## Task prompt
Please write the next part of the forum discussion about C coding style, picking up from the point where it stops.

## Document excerpt

They probably don't have enough people to review that many code changes for
not a lot of gain. I don't know anything about the maintainers though, so I'm
just assuming.

------
foxhill
at the risk of sounding rude, this guy probably only learned C last week. i
mean, all but one of his complaints are noise.

> k&r function headers

unusual, but totally valid, even in C99. a minor syntactical difference. not a
style i'd use, but no different to the alternative. and if a static analyser
would find this confusing, you probably shouldn't use it.

> global variables

i buy this. although your figure of "5" global variables is totally arbitrary.
"0, 1, or infinite" principle.

> lol wat?

granted this for loop is arcane, but it's obvious what it does. note that the
suggested alternative increments the index at the end of the loop body, etc.
might not have been exploited there, but perhaps it's a style used somewhere
else where it _does_ matter, and it's been used here to maintain consistency.

regardless, it's probably better to use

    
    
        const size_t len = strlen(env);
        for(size_t i=0; i<len; i++)

## Extracted information
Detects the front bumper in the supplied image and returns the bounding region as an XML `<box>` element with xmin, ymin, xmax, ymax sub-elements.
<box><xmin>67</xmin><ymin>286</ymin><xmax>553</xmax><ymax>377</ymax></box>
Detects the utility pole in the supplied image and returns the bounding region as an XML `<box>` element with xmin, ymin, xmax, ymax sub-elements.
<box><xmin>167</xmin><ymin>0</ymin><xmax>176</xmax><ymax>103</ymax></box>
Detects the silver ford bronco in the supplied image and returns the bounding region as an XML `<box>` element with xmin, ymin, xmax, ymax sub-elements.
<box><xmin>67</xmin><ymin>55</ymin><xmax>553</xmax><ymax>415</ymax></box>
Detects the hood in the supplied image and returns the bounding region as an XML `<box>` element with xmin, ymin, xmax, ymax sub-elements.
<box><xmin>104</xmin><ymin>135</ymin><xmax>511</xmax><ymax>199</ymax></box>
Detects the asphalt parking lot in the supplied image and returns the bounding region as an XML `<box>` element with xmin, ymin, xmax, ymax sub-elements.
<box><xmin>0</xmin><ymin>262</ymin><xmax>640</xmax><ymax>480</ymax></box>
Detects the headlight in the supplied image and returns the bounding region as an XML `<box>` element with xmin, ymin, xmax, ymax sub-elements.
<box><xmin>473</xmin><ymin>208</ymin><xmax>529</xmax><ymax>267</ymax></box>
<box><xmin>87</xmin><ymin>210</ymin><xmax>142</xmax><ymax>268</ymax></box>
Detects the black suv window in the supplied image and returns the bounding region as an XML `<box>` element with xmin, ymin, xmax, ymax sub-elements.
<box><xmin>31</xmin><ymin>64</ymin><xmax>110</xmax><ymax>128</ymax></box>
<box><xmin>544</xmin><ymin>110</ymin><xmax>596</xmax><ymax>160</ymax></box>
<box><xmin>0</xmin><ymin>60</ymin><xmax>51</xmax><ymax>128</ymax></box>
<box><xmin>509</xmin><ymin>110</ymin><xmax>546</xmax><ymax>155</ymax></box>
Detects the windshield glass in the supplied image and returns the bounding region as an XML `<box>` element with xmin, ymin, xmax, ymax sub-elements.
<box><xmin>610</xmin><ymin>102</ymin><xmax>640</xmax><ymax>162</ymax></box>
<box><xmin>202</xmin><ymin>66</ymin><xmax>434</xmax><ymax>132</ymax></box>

## Response
          //etc
    

and using an assignment expression in a boolean statement is totally valid.

> no banned functions

at this point i decided the author _clearly_ does not know what he's talking
about, and has joined a bandwagon of code-hate.

banned functions. unsafe memory moves. "what if the destination is too small
for the result?". urgh. _look_ at the code that was pasted. strcpy, obviously
has pitfalls that can easily overwrite random bits of memory. but this code
cannot possibly exhibit it. if you want to complain about _safe_ use of strcpy
for the functions potential unsafe-ness, well, you may as well argue that C is
an unsafe language, as the runtime doesn't catch out-of-bounds accesses, etc.

> where to go from here

if you've got style complaints about bash's source, change it, and submit
patches. blog posts like the one posted do not help anyone.

------
oppositelock
Is this trolling?

Maximum of 5 global variables? For loop syntax? "objective" measures of code
quality?

This kind of code shows up in any legacy code base, and style isn't what leads
to bad code. Bash had a parser bug, a bug which anyone could have introduced
irrespective of style.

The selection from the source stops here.